*Information given*.

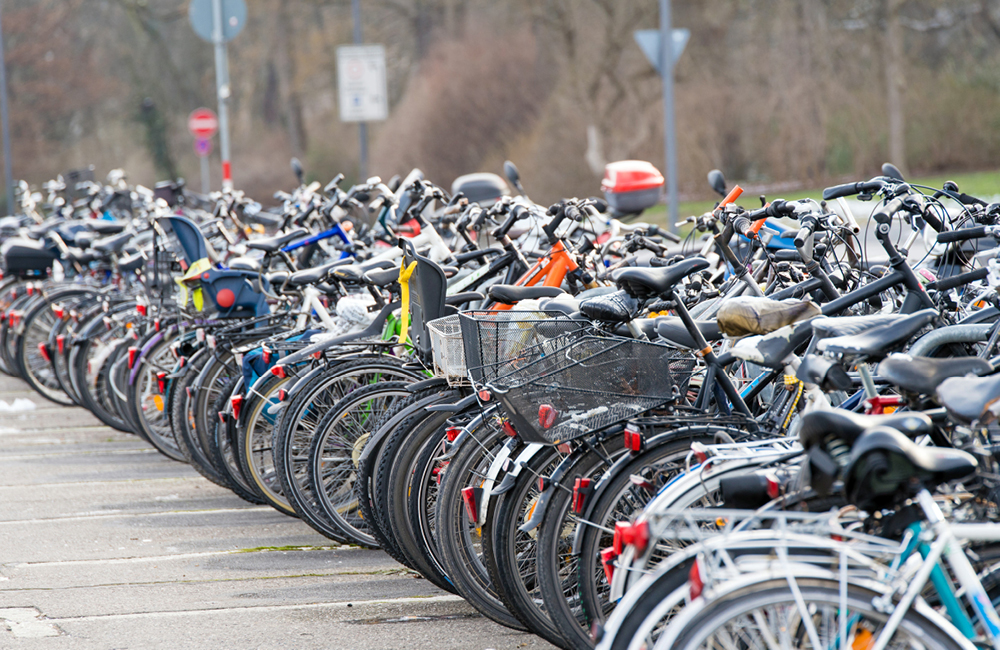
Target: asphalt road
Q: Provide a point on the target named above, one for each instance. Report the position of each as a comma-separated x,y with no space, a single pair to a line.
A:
106,544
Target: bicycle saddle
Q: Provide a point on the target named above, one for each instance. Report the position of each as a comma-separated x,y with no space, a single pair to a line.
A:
884,462
271,244
971,399
922,375
509,294
772,349
878,341
617,307
104,226
112,244
310,276
356,272
748,315
652,282
672,329
848,425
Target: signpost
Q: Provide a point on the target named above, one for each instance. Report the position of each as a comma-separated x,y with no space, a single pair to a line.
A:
218,22
203,124
663,59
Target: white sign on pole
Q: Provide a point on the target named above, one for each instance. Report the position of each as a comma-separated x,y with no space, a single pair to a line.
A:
361,83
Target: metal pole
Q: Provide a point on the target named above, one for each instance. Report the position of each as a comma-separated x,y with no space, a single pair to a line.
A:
8,171
669,134
362,126
222,89
206,177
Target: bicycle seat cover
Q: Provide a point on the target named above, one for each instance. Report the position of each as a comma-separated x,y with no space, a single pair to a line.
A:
772,349
749,315
971,399
922,375
672,329
649,283
884,462
271,244
848,425
878,341
508,294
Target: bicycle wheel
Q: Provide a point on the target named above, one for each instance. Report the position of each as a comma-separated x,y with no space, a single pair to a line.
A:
767,615
459,537
336,449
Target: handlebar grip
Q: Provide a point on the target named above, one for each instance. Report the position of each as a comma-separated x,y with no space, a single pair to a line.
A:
959,280
960,235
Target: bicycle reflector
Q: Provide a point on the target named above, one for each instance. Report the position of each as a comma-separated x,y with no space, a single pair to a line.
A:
237,403
608,557
696,582
627,534
470,496
547,416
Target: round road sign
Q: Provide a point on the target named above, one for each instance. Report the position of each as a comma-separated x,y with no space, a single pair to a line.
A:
202,123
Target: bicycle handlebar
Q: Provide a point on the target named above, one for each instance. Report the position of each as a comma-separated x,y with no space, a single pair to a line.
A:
850,189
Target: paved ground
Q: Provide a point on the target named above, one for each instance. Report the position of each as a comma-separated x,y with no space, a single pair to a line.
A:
106,544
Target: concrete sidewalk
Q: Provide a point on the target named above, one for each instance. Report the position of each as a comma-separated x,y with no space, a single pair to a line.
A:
105,543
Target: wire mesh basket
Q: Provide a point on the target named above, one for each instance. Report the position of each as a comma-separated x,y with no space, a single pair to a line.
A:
590,384
447,349
499,342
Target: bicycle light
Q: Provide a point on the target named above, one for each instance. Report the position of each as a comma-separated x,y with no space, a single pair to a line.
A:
237,402
547,416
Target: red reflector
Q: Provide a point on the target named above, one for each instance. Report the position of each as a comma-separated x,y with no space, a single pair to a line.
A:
608,556
547,416
469,497
581,490
237,402
636,535
772,487
695,582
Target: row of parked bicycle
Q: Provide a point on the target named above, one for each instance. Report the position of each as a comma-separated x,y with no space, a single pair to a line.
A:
778,431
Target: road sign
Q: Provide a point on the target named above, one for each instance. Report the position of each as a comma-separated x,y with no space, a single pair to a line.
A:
648,41
361,83
234,17
202,123
203,147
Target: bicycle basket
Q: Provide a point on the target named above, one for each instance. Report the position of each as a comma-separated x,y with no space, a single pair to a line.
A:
447,350
590,384
497,342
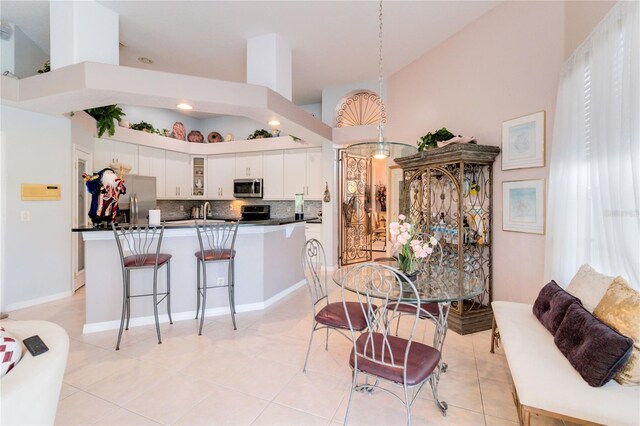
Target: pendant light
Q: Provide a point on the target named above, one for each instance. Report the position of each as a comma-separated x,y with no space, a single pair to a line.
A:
381,149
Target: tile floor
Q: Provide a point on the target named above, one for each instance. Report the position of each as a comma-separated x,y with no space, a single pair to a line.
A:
254,375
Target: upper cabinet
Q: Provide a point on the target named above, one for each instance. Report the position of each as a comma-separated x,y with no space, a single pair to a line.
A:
303,173
152,162
109,151
273,171
249,165
220,174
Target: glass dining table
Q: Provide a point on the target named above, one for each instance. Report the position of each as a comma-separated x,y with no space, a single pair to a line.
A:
435,284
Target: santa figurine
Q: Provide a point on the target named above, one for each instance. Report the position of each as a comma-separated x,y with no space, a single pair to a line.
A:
105,188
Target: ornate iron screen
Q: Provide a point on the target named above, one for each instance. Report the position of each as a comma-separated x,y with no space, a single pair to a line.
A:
360,108
355,204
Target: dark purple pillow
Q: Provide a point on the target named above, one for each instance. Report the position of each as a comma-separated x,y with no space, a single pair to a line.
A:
551,305
593,348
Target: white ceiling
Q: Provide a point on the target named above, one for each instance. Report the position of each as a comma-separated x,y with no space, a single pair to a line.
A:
333,42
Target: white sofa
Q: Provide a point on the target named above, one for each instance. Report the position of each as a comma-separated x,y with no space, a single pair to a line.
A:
30,391
546,383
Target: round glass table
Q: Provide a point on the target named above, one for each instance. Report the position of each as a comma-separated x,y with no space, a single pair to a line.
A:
436,284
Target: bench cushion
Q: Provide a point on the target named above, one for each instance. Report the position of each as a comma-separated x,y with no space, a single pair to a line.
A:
545,379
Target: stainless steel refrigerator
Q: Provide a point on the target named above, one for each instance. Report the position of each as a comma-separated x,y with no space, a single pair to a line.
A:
139,199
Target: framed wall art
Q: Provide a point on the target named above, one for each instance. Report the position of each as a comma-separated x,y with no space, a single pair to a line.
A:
523,207
523,142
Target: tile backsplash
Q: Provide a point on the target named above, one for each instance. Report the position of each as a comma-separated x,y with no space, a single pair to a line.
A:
171,208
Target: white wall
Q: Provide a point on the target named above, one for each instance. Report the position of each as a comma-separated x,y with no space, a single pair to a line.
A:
29,57
38,252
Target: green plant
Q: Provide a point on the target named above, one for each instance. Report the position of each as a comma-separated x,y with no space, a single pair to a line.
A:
260,133
46,67
144,126
430,140
104,118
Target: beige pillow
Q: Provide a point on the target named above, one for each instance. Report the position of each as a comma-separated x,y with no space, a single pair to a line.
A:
589,286
620,310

*The request*. Pictures are not part of the copy; output everything else in the records exactly.

*Right answer*.
Target: asphalt road
Q: Provide a point on the target named above, one for each instance. Report the position of each as a comma-separated x,y with no space, a single pair to a line.
A:
106,544
Target: bicycle saddle
Q: Provide a point on the target named above, one for each instance. Report the position of each as a comma-separated x,y with no space, a single pair to a line.
A:
884,462
271,244
971,399
922,375
509,294
772,349
878,341
617,307
104,226
112,244
310,276
356,272
748,315
652,282
672,329
848,425
Target: signpost
Q: Provide a point on the target named above, one for each instance. Report the position of each as a comma-separated x,y with no space, a single pair to a line.
A:
218,22
203,124
663,59
Target: white sign on pole
Q: Provide a point on the target named above, one for each instance. Report the position of each as a comma-separated x,y with no space, a single pair to a line.
A:
361,83
Target: metal pole
Q: Provide a point on the target named above, one for each instance. Report the position of each as a comma-separated x,y with no space, a single pair to a line.
A:
8,171
669,134
362,126
222,89
206,177
Target: bicycle seat cover
Q: Provide a point on the target named above, one for each instance. Report the position of each as a comma-separated x,y with no space, a single pair to a line.
A:
772,349
749,315
971,399
922,375
672,329
649,283
884,462
271,244
848,425
878,341
508,294
Target: bicycle wheel
Q: Provide a point on the target named above, one for each instance. Report the position of each as a comma-separated x,y with no space, a single pair to a line.
A:
767,615
459,537
336,449
Target: handlebar grip
Q: Provide a point on the target named above, one for each instance. Report the position of each as a comma-separated x,y with no space, a single pair to a line.
A:
959,280
960,235
Target: bicycle reflector
Q: Provide a point on the target named above, one for each instance. Report the position of each as a comma-separated x,y with no space, a single pair to a line.
A:
237,403
608,557
696,582
627,534
470,496
547,416
Target: round road sign
Q: Provide a point on the target named above, one for each instance. Report the position of each as a comma-separated x,y with no space, a single pair to a line.
A:
202,123
Target: bicycle handlebar
Q: Provide a point on the target named above, one for each instance. Report the position of each as a comma-separated x,y with no space, a single pair to a line.
A:
850,189
Target: paved ground
Q: Provide a point on the target named above, one for each instance. Report the position of each as a comma-separated x,y with no space, a single pair to a line.
A:
106,544
Target: concrete sidewalk
Q: Provide a point on the target named above, one for each instance. Report the position of each as a comma-separated x,y with no space, a single pair to a line.
A:
105,543
Target: wire mesh basket
Q: Provide a point on the target named above, one for each instance. Report the position of each as a comma-separated x,y with no space, a single pair to a line.
A:
590,384
447,349
499,342
Target: bicycle light
Q: Provide a point on the target named above, one for each instance. Report the position of each as a comma-separated x,y with no space, a single pair to a line.
A:
237,402
547,416
Target: red reflector
Q: Provide a point on the target named above, one for each instance. Report the position of each as a comma-separated x,y with no space, a single pair to a line.
A:
608,556
547,416
469,497
581,490
237,402
636,535
772,487
695,582
Target: row of parked bicycle
Q: Provide a point on the target named above, one for each instance. Report the position of each as a comma-separated x,y with no space, a single pair to a line.
A:
778,431
Target: road sign
Q: Provide a point on the target named above, one for each instance. Report the position of each as a comma-separated x,y with no space, a single pair to a line.
A:
648,41
361,83
234,17
202,123
203,147
Target: bicycle basket
Q: Provide a point on the target named above, one for each instance. Report the position of each as a comma-separated x,y with no space, a single pair to a line.
A:
447,350
590,384
497,342
Target: pendant light
Q: Provide a point on the target named above, one for each instance. Report the position of each as a comma-separated x,y with no space, a single pair to a line.
A:
381,149
Target: tile floor
Q: Provide a point on the target named above, one for each instance. Report the position of each as a comma-separated x,y with no space, a single pair to a line.
A:
254,375
Target: upper cabinet
Q: Provide a point on the target named above, one for each instance. Report the position of each as a comma-separated x,y with no space, a single pair to a line.
A:
303,173
152,162
109,151
273,171
249,165
220,174
Target: glass dining table
Q: Provide a point on the target named above, one for each instance. Report the position of each as a comma-separated x,y with no space, a single pair to a line.
A:
435,284
Target: santa figurine
Q: Provide a point on the target named above, one for each instance. Report the position of each as a comma-separated x,y with no space, a single pair to a line.
A:
105,188
Target: ornate iron screen
Q: Provide a point on the target named above, one for each instance. Report the position of each as a comma-separated x,y with no space, a single pair to a line.
A:
360,108
355,204
Target: dark purple pillow
Q: Provide a point on the target named above, one for each instance. Report the position of each as a comma-separated x,y with no space, a single pair to a line.
A:
551,305
593,348
Target: white ceiling
Q: Provide a point on the target named above, one for each instance. Report the position of each as a comma-separated x,y with no space, a single pair to a line.
A:
333,42
Target: white sofa
Q: Provide a point on the target named above, one for each instance. Report the position of each as a comma-separated x,y with no space, a single pair to a line.
A:
30,391
546,383
Target: round glass table
Q: Provide a point on the target named above, one for each instance. Report the position of each as a comma-separated x,y with no space, a single pair to a line.
A:
436,284
Target: bench cushion
Q: Provide a point on the target named above, one for each instance. Report the position of each as a comma-separated x,y with no space, a single pair to a line.
A:
545,379
Target: stainless steel refrigerator
Q: Provide a point on the target named above, one for each instance. Report the position of each as a comma-separated x,y with no space, a single pair to a line.
A:
139,199
Target: framed wall art
Q: Provide a point on the target named above, one for each instance. Report the position of each as a comma-separated x,y with no space, a single pair to a line.
A:
523,207
523,142
Target: tile backsplash
Q: Provide a point on the target named above, one for each instance. Report the position of each as a comma-separated x,y with no space, a single pair to a line.
A:
171,208
Target: white wall
Q: Provide a point on the target named above, one for each instance. Report the position of each as a comma-separated x,y with no space, a single pair to a line.
A:
29,57
38,252
Target: green plant
Q: Provide a point on the target named above, one for each instance. Report the position of each as a comma-separated x,y with no space, a single pair to a line.
A:
260,133
46,67
144,126
430,140
104,118
Target: beige pillow
Q: Provide a point on the target named above, one for each instance. Report the position of each as a comma-separated x,y with no space, a single pair to a line.
A:
589,286
620,310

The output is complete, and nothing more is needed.